++++ Brontekst
Op grond van haar onderzoek overweegt en beslist de beroepscommissie als volgt.

1. De inhoud van de bestreden beslissing
De selectiefunctionaris heeft het bezwaarschrift van klager gericht tegen de beslissing hem te plaatsen in het Penitentiair Psychiatrisch Centrum (PPC) te Zwolle ongegrond verklaard.

2. De feiten
Klager is sedert 21 maart 2010 gedetineerd. Hij verbleef in de Extra Zorgvoorziening (EZV) van de locatie Esserheem te Veenhuizen. Op 19 mei 2016 is hij geselecteerd voor plaatsing in het PPC te Zwolle. Van hieruit is hij op 30 juni 2016 overgeplaatst
naar het PPC van het Justitieel Complex (JC) Zaanstad te Westzaan, waar hij thans verblijft.

3. De standpunten
3.1. Door en namens klager is het beroep als volgt toegelicht.
++++++++
++++ Aangeleverde gegevens
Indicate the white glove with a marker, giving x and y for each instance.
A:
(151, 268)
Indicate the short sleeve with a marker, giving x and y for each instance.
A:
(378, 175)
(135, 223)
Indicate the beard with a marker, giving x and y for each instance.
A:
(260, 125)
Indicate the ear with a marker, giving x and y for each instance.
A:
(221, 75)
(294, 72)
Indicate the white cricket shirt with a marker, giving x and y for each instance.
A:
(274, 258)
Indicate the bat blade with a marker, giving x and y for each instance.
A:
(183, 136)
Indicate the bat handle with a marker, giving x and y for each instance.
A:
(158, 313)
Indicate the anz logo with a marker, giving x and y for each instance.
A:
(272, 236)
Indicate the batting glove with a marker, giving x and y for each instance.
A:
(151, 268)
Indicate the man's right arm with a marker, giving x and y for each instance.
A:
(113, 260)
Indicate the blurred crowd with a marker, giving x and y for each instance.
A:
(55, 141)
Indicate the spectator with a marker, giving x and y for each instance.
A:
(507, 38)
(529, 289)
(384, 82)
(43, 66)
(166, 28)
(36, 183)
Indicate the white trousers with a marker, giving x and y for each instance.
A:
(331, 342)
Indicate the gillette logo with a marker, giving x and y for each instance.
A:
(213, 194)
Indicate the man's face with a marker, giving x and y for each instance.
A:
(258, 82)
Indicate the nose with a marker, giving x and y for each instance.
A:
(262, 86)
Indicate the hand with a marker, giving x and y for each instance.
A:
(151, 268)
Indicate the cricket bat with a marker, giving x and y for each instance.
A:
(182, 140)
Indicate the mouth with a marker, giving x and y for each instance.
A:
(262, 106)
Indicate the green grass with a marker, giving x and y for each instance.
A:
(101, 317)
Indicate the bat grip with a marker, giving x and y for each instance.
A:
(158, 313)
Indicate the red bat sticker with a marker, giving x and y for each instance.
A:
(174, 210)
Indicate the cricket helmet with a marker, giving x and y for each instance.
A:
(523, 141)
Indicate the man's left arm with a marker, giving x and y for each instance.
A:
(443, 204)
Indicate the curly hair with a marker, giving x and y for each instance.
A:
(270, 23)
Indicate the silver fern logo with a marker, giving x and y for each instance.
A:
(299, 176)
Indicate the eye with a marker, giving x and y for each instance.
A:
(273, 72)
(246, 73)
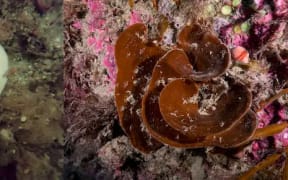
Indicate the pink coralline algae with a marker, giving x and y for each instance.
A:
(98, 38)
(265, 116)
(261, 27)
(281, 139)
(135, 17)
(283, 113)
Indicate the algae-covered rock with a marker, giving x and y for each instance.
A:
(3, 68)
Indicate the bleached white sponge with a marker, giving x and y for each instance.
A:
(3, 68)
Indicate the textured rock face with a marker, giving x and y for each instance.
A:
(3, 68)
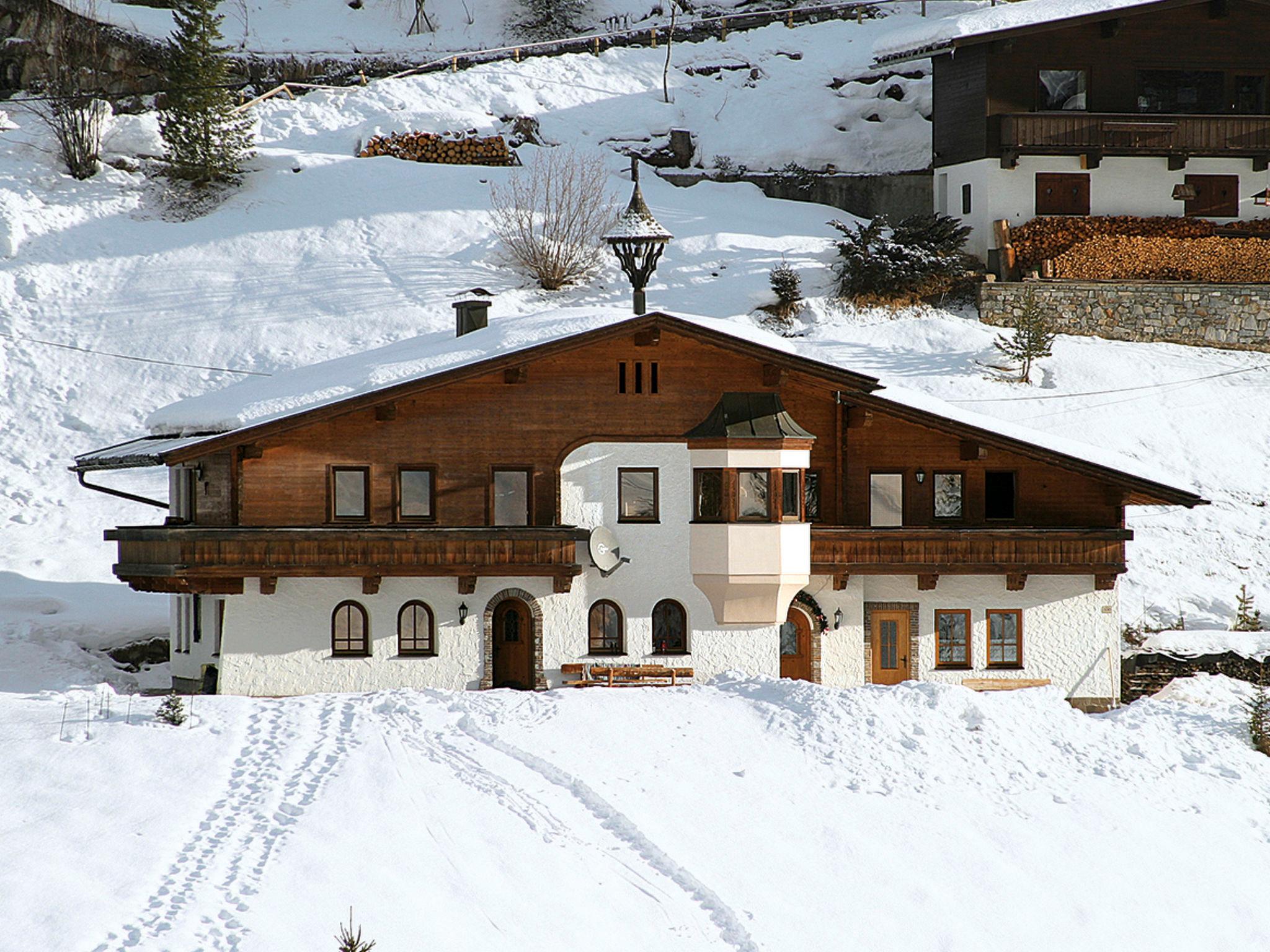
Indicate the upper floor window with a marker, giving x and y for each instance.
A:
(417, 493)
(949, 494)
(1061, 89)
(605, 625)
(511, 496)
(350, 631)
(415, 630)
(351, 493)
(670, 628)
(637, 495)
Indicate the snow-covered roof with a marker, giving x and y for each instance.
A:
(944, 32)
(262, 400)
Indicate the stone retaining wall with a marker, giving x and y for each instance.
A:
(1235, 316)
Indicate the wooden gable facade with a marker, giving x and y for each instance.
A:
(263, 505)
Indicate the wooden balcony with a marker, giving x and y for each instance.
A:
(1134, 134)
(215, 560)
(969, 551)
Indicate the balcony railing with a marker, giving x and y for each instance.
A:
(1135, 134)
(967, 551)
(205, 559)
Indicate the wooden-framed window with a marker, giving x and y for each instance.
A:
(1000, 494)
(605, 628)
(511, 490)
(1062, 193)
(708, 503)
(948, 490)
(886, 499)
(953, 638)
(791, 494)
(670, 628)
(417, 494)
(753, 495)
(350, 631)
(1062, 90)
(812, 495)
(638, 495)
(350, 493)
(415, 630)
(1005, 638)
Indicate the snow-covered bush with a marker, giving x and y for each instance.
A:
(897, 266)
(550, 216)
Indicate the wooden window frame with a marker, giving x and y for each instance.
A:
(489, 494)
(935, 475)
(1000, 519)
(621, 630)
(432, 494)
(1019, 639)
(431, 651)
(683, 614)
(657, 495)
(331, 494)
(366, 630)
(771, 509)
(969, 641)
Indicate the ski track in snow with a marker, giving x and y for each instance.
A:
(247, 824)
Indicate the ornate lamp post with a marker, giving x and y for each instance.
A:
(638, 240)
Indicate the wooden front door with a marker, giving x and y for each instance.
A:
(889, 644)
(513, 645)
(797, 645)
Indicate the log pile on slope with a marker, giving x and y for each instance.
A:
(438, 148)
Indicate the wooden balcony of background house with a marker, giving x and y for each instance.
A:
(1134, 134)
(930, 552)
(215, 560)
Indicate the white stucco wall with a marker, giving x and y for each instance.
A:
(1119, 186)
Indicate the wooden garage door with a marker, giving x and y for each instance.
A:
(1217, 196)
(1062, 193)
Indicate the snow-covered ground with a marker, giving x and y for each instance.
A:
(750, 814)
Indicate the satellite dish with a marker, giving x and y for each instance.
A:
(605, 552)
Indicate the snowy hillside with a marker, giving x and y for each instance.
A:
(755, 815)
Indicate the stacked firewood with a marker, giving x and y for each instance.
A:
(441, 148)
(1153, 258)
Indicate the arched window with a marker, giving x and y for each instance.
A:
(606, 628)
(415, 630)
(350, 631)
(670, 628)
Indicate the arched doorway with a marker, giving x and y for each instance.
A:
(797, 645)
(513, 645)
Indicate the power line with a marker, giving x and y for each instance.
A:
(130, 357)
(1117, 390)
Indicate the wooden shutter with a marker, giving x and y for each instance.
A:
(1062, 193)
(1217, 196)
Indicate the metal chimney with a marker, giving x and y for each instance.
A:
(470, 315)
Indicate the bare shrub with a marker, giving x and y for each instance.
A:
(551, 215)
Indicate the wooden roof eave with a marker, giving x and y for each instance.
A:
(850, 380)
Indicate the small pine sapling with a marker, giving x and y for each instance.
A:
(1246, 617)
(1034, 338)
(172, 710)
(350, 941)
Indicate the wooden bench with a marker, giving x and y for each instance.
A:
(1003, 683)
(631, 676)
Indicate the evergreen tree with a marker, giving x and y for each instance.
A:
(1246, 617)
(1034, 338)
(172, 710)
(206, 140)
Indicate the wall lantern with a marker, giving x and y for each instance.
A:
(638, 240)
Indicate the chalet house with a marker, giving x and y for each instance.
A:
++++++++
__Opdracht__: Neem het stuk uit de brontekst van "Op grond van" tot en met "hij thans verblijft." over en vervang daarin "ongegrond" door "gegrond".

__Antwoord__:
Op grond van haar onderzoek overweegt en beslist de beroepscommissie als volgt.

1. De inhoud van de bestreden beslissing
De selectiefunctionaris heeft het bezwaarschrift van klager gericht tegen de beslissing hem te plaatsen in het Penitentiair Psychiatrisch Centrum (PPC) te Zwolle gegrond verklaard.

2. De feiten
Klager is sedert 21 maart 2010 gedetineerd. Hij verbleef in de Extra Zorgvoorziening (EZV) van de locatie Esserheem te Veenhuizen. Op 19 mei 2016 is hij geselecteerd voor plaatsing in het PPC te Zwolle. Van hieruit is hij op 30 juni 2016 overgeplaatst
naar het PPC van het Justitieel Complex (JC) Zaanstad te Westzaan, waar hij thans verblijft.